SHORT PROBLEM
Copy out every line from the one containing "point: white wildflower" down to the end of the listing, requests included, and shift each coordinate value in the answers by adding 63 to it.

Records from a data source
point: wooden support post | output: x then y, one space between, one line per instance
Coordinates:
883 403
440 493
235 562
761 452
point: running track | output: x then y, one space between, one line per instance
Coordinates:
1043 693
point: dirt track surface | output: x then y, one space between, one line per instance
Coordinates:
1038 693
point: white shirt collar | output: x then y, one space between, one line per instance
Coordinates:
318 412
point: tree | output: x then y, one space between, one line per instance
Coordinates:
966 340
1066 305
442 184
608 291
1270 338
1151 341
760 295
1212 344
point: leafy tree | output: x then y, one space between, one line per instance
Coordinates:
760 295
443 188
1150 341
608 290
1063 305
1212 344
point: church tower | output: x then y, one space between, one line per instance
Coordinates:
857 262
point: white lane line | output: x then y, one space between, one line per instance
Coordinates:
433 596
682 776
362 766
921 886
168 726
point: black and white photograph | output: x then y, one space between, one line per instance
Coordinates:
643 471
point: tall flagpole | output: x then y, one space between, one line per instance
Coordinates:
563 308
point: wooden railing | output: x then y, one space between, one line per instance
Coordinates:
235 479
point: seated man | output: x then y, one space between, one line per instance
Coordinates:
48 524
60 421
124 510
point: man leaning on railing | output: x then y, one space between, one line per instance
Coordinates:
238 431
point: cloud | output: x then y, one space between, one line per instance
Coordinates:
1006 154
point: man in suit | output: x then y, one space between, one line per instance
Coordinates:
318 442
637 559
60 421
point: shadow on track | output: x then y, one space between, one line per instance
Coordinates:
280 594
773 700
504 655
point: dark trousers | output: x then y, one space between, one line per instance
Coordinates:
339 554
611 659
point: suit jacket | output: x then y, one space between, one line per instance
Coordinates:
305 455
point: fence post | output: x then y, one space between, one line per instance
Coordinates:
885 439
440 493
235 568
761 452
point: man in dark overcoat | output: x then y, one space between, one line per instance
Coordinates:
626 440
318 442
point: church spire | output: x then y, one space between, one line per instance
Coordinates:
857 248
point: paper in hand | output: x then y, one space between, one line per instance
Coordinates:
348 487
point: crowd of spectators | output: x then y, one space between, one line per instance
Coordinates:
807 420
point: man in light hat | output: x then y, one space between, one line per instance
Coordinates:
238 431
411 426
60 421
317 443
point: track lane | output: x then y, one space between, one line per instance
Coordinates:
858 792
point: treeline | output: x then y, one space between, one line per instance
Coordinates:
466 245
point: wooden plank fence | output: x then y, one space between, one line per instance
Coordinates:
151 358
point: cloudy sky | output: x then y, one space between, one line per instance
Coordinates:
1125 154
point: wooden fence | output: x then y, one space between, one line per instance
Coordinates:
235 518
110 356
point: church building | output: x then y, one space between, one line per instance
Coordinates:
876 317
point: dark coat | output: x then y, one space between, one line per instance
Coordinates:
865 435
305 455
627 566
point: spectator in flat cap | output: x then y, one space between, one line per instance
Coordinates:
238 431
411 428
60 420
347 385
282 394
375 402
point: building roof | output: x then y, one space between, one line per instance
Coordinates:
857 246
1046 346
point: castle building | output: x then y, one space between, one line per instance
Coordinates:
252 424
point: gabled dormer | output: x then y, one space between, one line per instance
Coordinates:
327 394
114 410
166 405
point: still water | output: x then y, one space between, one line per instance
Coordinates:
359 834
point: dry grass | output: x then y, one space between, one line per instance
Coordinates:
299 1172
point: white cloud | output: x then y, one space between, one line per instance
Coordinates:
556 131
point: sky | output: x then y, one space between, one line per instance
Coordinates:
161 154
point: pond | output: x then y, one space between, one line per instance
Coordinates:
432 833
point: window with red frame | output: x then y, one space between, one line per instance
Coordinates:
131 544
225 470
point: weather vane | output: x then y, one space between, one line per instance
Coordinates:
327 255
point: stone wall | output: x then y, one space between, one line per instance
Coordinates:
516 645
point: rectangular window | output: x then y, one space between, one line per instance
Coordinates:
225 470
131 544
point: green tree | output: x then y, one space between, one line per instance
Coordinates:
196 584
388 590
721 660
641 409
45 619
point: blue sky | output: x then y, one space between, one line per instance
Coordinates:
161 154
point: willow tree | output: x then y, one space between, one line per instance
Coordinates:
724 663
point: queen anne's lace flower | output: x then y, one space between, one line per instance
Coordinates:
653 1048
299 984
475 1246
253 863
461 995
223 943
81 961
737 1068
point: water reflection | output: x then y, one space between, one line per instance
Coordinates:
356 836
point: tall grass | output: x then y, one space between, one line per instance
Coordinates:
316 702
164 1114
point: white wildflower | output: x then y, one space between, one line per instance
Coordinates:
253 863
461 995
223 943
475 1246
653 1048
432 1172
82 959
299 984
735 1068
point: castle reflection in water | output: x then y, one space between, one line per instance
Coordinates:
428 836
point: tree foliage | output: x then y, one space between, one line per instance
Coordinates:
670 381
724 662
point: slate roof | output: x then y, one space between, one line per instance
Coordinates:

WRITTEN REPLY
point: white wildflower | output: x then y, one space between, one line per instance
Coordinates:
316 926
524 1058
286 1006
538 1309
716 1111
495 1235
145 1022
362 1047
798 1131
point: castle reflection in water | output: x then y, one space between, one line per instance
Coordinates:
491 899
point: tree foliage | output: x then y, one space between, one line per instance
Coordinates:
733 444
787 725
point: slate roof | output: x then y, one space between, one line per instance
Coordinates:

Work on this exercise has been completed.